Start Text block

On 5/4/2011 11:48 PM, hr(bob) wrote:
On May 4, 6:50 pm, wrote:
On 5/4/2011 3:55 PM, Larry Fishel wrote:

On May 4, 2:30 pm, wrote:
Googled this up at HD:

http://tinyurl.com/4xx897u

Interesting that the stated power consumption for this bulb is
actually HIGHER that for a 40W equivalent CFL...

A lot of light being wasted in a filter to improve the color?

I was wondering about that but had not looked up the comparison.
I don't know a lot about electronics but do know that LED's need direct
current so part of the extra energy may be in the AC/DC conversion.

I would worry about the color too. I had bought a couple of CFL's that
put out such white light that I could not use them indoors and had to
consign them to the front porch.

CFL lamps also require dc, they rectify the AC powerline ti dc, and
then run a high-frequency dc - ac converter tolight the lamp tube
itself. There is a large step-up in voltage needed to strike the
initial arc thru the tube, and the reduction in mercury reduces trhe
pressure in the tube until it heats up a little. Regular tubular
fluorescents contain appreciably more mercury than the cfl's do
because the arc lengthis mujch longer and the diameter of the tube is
much larger.


Did not know that. I do recall someone posting a diagram or picture of
internal electronics for a cfl and there was a lot of stuff in there.

End Text block

**Exercise tasks**.
**a.** Answer these about the bulb discussion:
(i) Compared with a 40W equivalent CFL, how does the stated power consumption of the bulb found at HD rank?
(ii) Where did the writer put the CFLs whose light was too white to use indoors?
(iii) What two reasons are given for regular tubular fluorescents containing more mercury than CFLs?
**b.** Extend the bulb discussion by writing on from its final sentence.
The records have nothing to do with this.

Start Recorded information

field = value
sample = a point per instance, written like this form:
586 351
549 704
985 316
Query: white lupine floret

End Recorded information

**Task responses**.
**a.**
(i) It is higher than that of a 40W equivalent CFL.
(ii) On the front porch.
(iii) The arc length is much longer, and the tube diameter is much larger.

**b.**
Surprising that they can make them so cheap.


mercury is what provides the initial ions for current to flow across the
tube. it helps establish the arc.

I took apart a CFL and it only had two transistors,a tiny transformer,a
couple of electrolytic caps,2 diodes and some chip caps. It rectifies and
DOUBLES the input voltage,then converts to HF AC.


Next time one of mine burns out, I'll take it apart. The diagram I saw
looked complex for a light bulb. Sounds like what Wiki says:

Electronic ballasts contain a small circuit board with rectifiers, a
filter capacitor and usually two switching transistors connected as a
high-frequency resonant series DC to AC inverter. The resulting high
frequency, around 40 kHz or higher, is applied to the lamp tube.

Also noted of late, cfl's I've bought have been little hummers. Can't
recall in early ones. Maybe it's the cheap Walmart stuff I bought.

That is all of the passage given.